### What to produce
Return the data below word for word, line by line, but leave out the pictures.

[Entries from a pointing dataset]

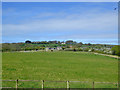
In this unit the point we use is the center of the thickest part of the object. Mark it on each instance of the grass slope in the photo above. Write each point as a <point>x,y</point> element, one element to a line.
<point>72,66</point>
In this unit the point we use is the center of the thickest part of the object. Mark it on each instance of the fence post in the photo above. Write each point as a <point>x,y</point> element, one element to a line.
<point>67,84</point>
<point>42,84</point>
<point>16,83</point>
<point>93,85</point>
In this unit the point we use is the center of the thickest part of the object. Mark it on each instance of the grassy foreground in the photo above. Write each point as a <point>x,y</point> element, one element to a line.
<point>73,66</point>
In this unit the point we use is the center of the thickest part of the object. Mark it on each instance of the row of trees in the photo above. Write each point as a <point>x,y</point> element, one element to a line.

### Written answer
In this unit the point we use is the center of the thickest part of the object. Mark it on each instance of the grass slope in the photo above. Write each point as a <point>x,y</point> element, one element to a line.
<point>72,66</point>
In this unit the point we use is the center of the thickest part of the object. Mark it on each instance of the fence post in the photo above. Write each point as a <point>x,y</point> element, one element to a line.
<point>67,84</point>
<point>42,84</point>
<point>16,83</point>
<point>93,85</point>
In this unit the point we use is the center of the thickest part of the object. Mark it on each instance of the grassy foreground in the photo above. Write each point as a <point>x,y</point> element, one element to a line.
<point>73,66</point>
In this unit the point we use is the center of the thickest part of the object. Mark it on each instance of the row of trees in the photo above. Write each point as a <point>x,y</point> element, one element to a line.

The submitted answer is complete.